_Artículo_
◆ ◆ ◆

16al24-04-11 : Logroño – Burgos – León – Astorga (Camino de Santiago) A lo largo de nueve jornadas recorro unos 350km de la ruta francesa del Camino de Santiago, la más concurrida. Así, gracias a una media diaria cercana a los cuarenta kilómetros, logro plantarme durante las vacaciones de Semana Santa algo más cerca de lo previsto a la catedral de Santiago, concretamente en Astorga en vez de en León, como me sucediera en la Semana Santa del 2007. Quizá esos cincuenta kilómetros de más me permitan hacer un último tirón hasta Finisterre en un futuro, pero de momento eso queda aún muy lejos.

 

 

A las ocho menos diez abandono el albergue; se nota que ayer me acosté algo más tarde de lo habitual. Mi cabeza como de costumbre empieza a funcionar y anoto que estoy descubriendo que más allá de los ordenadores sigue habiendo vida. ¡La de días que llevo sin entrar en contacto con uno y sin conectarme a internet! Exactamente son ocho. Ajeno al ciberespacio llego a la primera localidad del día, Villamoros de Mansilla, unos minutos pasadas las ocho y media. Cerca de las nueve menos diez atravieso otra, en esta ocasión Puente Villarente. Mis pensamientos me llevan a que en la actualidad lo que identifica al peregrino no es la vieira, sino la mochila. De hecho, tal ornamento sólo lo he traído en la primera ocasión. A partir de la segunda ya no he portada nunca nada prescindible, y la concha para mí se entra dentro de tal grupo.

◆ ◆ ◆

Un bloque de datos
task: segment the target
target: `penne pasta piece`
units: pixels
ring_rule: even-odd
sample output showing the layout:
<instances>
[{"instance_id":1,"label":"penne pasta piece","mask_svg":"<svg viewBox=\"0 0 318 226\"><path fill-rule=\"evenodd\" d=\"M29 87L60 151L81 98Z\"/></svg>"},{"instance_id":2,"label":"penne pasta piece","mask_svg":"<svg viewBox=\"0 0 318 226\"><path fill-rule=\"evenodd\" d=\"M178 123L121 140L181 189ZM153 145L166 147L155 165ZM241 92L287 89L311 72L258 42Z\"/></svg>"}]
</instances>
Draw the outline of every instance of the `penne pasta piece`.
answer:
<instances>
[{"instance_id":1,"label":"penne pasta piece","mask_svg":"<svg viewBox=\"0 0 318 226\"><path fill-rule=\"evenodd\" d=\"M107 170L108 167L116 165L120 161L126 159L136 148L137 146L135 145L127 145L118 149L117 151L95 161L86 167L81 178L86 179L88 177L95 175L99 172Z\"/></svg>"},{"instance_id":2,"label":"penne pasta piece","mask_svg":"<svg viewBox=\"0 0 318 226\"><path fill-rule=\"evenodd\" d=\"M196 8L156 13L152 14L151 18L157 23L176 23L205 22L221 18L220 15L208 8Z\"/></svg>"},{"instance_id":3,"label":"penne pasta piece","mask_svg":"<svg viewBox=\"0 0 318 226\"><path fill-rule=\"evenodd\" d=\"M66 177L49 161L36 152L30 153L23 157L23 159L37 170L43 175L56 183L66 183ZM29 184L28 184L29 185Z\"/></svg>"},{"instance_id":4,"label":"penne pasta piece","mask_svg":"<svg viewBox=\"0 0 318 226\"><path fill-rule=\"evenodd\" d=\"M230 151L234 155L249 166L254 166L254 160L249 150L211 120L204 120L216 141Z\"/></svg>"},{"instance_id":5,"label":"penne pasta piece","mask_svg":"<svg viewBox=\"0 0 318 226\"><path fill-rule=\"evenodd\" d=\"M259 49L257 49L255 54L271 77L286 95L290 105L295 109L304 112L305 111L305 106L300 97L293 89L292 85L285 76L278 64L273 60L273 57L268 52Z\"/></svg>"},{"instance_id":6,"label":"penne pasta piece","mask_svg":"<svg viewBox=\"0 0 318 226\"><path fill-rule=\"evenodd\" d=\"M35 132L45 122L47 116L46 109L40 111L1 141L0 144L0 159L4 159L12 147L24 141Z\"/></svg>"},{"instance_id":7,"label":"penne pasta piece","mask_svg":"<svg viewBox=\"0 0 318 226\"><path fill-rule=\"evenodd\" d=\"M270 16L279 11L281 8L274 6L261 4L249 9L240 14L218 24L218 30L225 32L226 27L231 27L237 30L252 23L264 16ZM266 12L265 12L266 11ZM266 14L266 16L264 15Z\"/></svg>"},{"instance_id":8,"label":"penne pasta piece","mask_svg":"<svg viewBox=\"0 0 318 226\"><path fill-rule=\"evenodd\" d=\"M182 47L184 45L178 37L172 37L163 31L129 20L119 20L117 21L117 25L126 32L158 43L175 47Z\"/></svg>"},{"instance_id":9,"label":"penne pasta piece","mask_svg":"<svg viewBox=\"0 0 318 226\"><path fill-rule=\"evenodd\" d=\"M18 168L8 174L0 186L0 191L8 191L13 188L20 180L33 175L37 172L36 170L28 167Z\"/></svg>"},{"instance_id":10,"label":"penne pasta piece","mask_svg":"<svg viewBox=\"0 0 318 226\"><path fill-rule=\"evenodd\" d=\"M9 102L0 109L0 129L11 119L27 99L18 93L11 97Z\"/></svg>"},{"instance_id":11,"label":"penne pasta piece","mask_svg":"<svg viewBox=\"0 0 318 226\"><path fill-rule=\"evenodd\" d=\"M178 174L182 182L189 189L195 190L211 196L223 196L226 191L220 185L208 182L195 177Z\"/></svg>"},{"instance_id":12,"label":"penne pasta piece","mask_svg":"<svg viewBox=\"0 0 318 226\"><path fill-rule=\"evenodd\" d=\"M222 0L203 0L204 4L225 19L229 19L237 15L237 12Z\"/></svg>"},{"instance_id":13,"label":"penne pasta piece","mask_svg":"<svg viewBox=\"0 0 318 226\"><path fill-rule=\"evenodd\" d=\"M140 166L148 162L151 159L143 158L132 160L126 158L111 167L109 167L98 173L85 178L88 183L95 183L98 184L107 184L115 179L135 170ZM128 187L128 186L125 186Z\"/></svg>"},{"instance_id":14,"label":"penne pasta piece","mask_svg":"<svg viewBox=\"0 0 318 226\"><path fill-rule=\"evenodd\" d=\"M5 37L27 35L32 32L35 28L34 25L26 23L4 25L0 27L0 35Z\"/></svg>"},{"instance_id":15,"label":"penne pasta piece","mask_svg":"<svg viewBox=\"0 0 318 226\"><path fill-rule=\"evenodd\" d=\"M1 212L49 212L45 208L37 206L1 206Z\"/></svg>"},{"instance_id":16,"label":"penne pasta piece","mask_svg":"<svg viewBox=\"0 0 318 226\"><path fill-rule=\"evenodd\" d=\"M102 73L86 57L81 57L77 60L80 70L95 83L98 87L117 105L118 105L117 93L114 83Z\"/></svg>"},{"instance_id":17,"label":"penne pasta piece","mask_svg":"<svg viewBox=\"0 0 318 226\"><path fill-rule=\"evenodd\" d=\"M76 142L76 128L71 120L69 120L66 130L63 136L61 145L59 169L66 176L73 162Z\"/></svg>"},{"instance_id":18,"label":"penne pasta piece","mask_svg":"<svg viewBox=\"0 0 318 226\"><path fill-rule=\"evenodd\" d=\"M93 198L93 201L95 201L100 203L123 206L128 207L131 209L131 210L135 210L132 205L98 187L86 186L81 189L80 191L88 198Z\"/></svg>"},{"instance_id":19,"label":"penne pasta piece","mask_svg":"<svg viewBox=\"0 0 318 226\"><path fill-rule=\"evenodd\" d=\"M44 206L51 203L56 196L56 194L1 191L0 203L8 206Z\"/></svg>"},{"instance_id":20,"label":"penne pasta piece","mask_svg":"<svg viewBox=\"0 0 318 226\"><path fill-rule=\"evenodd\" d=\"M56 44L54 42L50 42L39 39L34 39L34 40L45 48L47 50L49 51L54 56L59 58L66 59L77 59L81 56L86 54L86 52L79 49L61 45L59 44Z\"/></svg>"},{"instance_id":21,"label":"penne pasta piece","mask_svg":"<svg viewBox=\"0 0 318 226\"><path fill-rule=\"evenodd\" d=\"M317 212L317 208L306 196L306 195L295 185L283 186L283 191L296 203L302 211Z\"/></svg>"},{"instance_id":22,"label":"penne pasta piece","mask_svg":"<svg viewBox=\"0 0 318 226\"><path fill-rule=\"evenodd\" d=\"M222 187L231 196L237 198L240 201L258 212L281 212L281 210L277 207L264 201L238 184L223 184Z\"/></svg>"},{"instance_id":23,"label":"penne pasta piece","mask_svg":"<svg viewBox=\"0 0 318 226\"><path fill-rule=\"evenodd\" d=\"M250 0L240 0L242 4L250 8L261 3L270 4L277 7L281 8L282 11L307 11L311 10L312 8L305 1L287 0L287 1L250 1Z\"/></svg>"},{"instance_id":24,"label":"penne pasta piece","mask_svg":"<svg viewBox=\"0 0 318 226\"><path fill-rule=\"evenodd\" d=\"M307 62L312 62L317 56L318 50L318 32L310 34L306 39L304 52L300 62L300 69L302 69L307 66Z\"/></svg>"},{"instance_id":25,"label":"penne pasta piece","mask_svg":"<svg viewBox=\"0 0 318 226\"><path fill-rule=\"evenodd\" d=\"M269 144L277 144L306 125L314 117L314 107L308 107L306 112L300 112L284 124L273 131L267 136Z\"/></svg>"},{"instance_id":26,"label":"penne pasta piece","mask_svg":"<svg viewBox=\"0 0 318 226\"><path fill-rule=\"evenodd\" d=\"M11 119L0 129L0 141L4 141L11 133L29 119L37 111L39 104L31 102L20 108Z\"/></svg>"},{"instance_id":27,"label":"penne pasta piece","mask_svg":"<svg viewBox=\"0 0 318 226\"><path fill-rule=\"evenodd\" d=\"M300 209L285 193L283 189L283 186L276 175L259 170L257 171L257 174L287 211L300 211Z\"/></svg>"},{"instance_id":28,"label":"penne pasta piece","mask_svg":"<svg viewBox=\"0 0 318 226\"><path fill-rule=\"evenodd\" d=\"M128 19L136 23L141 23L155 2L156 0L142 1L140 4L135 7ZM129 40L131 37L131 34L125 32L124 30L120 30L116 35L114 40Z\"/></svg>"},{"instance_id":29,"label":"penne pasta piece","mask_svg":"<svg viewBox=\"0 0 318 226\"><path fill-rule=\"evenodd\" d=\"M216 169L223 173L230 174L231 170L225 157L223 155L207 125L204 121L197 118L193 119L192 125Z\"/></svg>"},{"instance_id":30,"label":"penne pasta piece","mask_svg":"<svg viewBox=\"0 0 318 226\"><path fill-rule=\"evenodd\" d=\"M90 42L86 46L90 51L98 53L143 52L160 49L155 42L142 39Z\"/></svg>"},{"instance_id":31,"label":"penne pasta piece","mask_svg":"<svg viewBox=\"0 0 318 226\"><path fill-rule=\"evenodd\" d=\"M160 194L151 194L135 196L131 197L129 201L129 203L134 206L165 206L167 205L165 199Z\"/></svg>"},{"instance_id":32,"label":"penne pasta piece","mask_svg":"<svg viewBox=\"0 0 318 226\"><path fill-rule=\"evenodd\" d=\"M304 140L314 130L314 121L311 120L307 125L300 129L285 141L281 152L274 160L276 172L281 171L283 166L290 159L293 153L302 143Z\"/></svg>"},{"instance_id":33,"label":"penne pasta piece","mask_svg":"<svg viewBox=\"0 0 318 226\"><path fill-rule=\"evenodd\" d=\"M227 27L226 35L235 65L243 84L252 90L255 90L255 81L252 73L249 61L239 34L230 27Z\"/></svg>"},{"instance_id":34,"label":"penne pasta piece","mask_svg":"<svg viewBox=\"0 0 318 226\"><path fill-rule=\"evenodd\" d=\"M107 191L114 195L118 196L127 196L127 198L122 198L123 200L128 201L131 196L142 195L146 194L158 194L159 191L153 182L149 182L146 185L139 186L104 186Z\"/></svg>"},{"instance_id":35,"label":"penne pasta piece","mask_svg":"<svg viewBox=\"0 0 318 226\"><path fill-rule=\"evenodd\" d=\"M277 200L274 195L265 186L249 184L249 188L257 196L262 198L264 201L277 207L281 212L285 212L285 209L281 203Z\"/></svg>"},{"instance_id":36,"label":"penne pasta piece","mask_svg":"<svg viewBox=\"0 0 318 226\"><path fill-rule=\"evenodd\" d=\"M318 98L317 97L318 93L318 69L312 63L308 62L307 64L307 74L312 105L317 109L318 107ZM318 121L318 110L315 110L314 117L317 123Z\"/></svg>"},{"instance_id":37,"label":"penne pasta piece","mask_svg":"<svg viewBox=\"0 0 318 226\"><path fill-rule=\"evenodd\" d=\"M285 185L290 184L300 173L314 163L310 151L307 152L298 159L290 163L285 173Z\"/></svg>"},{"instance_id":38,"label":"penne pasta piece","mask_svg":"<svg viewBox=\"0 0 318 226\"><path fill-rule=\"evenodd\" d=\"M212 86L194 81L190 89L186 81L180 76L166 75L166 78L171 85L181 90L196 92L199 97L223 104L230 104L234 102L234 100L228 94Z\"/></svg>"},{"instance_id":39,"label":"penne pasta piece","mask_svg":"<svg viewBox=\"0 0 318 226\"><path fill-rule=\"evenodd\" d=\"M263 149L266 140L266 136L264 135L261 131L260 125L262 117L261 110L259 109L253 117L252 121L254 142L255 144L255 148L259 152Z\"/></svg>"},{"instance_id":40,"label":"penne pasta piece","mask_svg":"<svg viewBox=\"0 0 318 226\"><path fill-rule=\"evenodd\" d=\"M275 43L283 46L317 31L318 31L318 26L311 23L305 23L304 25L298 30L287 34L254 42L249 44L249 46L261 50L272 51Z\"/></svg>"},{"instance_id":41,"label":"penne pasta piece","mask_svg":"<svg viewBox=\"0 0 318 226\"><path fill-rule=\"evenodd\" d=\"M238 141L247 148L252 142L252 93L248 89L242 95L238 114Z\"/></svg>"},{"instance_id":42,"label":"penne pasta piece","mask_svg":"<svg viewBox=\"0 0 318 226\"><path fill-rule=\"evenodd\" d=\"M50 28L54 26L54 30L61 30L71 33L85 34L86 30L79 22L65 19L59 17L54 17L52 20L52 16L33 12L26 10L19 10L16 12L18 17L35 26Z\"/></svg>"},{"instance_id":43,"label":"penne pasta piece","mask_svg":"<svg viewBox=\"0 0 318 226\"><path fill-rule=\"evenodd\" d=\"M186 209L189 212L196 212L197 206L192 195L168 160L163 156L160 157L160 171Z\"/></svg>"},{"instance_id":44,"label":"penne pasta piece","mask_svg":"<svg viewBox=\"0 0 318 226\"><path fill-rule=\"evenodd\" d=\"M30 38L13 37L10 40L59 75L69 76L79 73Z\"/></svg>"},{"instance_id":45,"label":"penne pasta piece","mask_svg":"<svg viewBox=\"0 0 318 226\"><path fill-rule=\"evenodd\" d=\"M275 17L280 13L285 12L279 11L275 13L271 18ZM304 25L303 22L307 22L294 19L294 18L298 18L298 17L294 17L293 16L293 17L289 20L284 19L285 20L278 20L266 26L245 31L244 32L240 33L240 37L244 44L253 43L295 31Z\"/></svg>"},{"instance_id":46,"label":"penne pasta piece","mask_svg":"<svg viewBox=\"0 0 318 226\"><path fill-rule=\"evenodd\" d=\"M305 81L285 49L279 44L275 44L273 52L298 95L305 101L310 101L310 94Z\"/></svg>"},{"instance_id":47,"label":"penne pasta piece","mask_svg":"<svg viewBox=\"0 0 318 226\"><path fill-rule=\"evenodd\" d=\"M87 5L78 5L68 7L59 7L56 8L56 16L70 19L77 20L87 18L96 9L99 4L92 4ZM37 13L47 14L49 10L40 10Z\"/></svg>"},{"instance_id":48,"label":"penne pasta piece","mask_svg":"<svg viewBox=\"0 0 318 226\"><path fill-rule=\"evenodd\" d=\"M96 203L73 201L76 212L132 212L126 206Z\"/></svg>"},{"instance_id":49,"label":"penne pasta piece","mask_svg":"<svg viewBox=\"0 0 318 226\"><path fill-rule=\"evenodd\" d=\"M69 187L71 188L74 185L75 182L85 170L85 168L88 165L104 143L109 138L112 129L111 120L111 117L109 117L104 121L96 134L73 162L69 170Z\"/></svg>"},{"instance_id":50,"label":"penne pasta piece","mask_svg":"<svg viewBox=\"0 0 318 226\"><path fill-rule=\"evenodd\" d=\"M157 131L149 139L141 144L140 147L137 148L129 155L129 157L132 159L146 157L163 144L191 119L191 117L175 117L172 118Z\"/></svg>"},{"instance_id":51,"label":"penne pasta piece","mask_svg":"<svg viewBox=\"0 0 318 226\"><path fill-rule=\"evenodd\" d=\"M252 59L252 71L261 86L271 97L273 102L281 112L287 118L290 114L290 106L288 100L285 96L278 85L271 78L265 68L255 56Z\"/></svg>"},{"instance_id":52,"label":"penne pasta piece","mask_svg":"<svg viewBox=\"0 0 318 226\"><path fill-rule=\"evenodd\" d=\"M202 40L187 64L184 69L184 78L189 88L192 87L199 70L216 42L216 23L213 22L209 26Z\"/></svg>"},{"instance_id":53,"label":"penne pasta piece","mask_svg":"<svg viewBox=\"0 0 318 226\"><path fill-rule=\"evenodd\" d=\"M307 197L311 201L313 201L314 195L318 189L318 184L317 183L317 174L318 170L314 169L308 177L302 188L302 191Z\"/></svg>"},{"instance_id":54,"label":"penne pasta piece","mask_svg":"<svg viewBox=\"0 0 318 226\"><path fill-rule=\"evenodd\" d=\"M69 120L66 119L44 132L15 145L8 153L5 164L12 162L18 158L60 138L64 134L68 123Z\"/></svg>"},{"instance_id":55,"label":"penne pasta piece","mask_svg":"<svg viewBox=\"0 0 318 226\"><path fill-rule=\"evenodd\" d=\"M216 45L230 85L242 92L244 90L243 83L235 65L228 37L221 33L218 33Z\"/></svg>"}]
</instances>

◆ ◆ ◆

_Enunciado_
Transcribe literalmente el relato del Camino de Santiago desde "16al24-04-11 : Logroño" hasta "aún muy lejos.". Responde únicamente a partir del relato.

_Solución_
16al24-04-11 : Logroño – Burgos – León – Astorga (Camino de Santiago) A lo largo de nueve jornadas recorro unos 350km de la ruta francesa del Camino de Santiago, la más concurrida. Así, gracias a una media diaria cercana a los cuarenta kilómetros, logro plantarme durante las vacaciones de Semana Santa algo más cerca de lo previsto a la catedral de Santiago, concretamente en Astorga en vez de en León, como me sucediera en la Semana Santa del 2007. Quizá esos cincuenta kilómetros de más me permitan hacer un último tirón hasta Finisterre en un futuro, pero de momento eso queda aún muy lejos.